HOW TO COMPLETE THIS TASK =
Whichever lines include the word "tart", copy them as they appear in the data.

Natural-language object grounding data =
┏━━
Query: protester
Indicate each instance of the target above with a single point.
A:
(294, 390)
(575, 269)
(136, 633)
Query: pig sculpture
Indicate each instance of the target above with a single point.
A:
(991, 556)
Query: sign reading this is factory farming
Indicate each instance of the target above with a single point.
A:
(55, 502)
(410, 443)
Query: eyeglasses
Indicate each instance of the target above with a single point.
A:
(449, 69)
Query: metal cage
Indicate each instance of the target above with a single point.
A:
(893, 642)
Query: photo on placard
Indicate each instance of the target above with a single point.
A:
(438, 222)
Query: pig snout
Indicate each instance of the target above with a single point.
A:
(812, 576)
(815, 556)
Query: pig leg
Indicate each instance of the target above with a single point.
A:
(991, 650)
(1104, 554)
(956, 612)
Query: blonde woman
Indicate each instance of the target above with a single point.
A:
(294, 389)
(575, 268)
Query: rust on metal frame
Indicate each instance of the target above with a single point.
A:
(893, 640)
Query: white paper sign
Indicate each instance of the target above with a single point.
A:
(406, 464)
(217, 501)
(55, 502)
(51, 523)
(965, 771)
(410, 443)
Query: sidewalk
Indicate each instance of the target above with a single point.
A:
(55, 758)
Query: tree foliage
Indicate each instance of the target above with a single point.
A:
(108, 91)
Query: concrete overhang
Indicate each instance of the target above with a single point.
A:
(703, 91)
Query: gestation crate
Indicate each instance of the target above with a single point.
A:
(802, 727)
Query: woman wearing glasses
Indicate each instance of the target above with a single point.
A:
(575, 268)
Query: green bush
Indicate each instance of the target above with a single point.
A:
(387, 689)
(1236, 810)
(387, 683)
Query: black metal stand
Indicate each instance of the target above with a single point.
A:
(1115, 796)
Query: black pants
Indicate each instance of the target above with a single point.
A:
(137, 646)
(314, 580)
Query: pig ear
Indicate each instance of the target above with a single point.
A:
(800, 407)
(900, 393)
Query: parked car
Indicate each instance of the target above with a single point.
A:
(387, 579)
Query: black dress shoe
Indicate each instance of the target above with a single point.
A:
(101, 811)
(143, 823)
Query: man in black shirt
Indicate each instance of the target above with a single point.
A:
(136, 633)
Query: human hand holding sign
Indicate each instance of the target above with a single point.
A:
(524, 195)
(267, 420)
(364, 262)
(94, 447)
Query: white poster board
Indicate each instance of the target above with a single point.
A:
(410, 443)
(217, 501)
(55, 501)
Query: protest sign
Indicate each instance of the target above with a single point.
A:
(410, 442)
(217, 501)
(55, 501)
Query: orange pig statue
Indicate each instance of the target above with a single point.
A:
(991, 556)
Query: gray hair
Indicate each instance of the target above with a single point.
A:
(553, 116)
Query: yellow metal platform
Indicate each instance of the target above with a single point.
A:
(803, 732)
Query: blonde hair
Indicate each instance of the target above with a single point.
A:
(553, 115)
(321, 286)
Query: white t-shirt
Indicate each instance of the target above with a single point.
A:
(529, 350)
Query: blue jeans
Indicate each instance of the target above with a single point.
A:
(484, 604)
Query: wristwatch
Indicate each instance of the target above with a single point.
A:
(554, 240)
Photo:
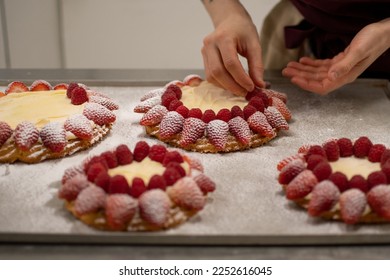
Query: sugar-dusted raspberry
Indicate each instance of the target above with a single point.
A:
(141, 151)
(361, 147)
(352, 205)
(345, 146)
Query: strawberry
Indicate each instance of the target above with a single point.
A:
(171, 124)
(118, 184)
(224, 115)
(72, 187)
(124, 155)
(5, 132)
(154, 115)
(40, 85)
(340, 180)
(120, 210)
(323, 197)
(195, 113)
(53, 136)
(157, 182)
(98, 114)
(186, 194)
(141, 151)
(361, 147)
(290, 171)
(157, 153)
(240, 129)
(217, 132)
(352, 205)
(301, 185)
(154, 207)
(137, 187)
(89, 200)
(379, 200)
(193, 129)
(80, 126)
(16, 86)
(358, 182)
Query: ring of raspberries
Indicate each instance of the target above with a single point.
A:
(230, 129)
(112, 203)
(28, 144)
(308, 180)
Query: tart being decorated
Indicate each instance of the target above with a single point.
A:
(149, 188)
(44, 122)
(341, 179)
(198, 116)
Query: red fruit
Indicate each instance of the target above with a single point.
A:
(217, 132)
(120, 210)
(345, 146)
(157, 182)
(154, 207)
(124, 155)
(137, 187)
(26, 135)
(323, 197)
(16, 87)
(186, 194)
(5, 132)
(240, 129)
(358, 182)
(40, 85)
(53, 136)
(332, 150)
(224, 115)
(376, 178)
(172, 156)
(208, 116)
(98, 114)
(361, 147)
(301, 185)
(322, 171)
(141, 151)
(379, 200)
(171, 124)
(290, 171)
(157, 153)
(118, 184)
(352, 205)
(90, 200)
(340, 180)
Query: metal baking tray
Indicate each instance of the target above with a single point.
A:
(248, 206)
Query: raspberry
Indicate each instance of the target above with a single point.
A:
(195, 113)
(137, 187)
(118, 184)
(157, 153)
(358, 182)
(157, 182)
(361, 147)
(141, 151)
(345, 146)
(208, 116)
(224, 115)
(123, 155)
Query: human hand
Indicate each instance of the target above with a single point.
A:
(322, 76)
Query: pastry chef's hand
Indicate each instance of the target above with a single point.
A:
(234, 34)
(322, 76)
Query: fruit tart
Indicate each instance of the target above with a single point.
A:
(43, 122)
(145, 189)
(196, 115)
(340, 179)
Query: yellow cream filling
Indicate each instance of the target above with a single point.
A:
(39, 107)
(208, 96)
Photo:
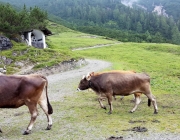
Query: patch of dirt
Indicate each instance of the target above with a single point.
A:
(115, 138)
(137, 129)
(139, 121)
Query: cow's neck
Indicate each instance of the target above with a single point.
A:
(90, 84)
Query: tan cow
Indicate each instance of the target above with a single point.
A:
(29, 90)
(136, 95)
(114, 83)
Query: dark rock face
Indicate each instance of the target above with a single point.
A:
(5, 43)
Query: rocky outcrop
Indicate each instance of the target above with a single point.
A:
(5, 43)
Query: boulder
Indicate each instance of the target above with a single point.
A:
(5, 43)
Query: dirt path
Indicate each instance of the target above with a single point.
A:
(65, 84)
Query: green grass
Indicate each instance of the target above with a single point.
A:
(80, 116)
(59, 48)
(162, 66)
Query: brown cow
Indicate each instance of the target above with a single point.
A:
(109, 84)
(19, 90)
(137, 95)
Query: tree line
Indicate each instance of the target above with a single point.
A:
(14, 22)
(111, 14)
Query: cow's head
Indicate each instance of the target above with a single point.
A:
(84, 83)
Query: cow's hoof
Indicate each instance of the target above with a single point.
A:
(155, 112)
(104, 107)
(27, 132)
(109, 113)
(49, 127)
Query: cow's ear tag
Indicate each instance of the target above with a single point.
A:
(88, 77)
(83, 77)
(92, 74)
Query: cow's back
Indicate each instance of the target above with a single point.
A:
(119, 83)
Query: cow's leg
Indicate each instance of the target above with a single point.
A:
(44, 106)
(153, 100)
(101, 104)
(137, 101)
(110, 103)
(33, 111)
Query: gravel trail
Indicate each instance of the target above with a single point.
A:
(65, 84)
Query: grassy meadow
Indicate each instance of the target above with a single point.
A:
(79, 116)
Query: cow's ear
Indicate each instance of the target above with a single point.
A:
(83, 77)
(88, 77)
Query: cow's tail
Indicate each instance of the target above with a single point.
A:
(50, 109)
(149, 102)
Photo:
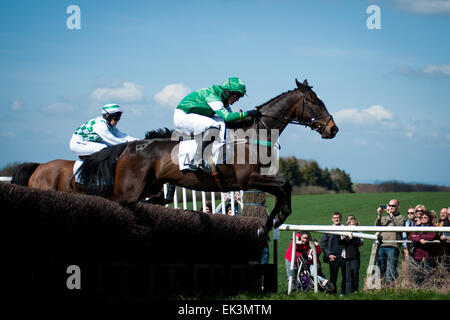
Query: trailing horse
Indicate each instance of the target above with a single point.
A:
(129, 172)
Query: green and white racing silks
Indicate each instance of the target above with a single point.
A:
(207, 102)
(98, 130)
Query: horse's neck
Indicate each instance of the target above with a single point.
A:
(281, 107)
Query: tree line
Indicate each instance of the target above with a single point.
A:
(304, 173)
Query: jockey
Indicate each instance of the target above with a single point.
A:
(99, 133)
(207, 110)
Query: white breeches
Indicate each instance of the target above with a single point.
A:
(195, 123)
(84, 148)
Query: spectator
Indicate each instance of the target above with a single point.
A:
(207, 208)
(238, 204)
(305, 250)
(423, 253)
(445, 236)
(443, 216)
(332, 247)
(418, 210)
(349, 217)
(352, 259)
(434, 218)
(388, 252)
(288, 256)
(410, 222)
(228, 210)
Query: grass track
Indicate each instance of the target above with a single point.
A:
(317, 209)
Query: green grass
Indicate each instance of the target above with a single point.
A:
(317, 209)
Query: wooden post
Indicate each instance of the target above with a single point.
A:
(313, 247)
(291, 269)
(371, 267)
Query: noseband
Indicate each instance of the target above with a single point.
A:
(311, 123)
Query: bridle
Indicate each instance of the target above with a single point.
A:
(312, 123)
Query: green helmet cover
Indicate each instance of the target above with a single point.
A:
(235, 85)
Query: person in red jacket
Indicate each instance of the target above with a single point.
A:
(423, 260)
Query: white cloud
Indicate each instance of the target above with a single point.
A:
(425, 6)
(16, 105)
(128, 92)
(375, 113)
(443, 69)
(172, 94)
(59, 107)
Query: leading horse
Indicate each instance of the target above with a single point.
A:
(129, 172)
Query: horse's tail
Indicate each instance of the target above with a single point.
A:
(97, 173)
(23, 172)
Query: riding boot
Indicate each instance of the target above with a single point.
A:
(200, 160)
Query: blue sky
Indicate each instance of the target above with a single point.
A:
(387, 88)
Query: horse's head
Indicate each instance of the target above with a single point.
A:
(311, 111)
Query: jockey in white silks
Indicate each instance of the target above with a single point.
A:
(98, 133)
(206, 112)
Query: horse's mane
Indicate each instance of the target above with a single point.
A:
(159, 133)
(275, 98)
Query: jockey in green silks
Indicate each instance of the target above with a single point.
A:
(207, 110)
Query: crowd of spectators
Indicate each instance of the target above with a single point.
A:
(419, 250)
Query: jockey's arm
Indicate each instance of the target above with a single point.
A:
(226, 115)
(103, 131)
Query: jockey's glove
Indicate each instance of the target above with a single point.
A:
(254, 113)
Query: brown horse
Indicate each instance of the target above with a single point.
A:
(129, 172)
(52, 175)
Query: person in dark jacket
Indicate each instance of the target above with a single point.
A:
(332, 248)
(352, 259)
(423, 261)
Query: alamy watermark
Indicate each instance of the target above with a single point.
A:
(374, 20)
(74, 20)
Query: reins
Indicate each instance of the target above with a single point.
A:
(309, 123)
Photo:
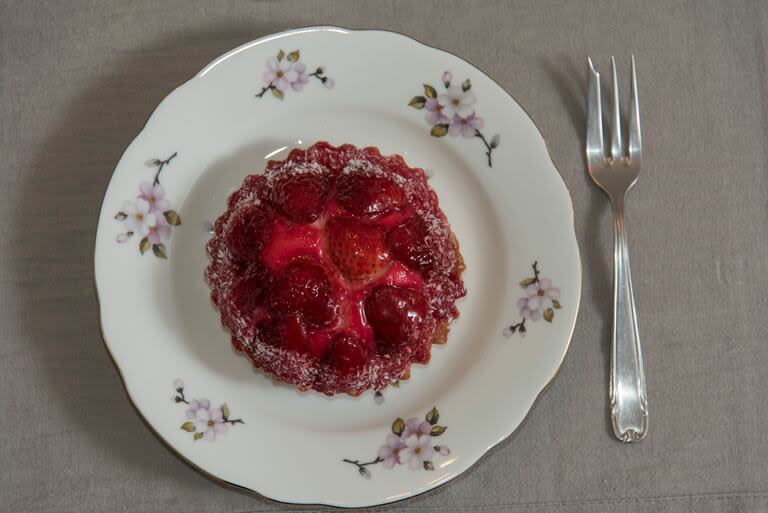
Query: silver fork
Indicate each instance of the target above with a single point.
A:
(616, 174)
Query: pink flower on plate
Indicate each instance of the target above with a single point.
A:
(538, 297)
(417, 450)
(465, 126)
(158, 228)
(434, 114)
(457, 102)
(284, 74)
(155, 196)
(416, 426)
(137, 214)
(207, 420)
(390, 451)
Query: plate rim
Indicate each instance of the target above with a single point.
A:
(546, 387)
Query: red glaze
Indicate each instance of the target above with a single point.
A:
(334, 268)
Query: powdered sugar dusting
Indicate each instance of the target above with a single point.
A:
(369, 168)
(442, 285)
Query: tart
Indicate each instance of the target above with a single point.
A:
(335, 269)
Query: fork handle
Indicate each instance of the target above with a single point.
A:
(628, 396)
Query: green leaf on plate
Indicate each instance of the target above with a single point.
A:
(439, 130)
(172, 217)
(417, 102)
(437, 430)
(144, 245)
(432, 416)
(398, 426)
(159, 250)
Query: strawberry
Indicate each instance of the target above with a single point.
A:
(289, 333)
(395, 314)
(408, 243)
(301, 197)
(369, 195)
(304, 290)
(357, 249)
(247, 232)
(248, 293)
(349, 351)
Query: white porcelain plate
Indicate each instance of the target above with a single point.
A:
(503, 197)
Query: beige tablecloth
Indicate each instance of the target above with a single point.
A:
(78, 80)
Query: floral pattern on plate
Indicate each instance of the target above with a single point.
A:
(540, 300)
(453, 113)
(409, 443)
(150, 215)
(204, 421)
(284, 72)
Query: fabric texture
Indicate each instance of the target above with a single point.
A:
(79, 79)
┗━━
OUTPUT FOR THIS EXERCISE =
Query: tart being decorated
Query: fruit tart
Query: tart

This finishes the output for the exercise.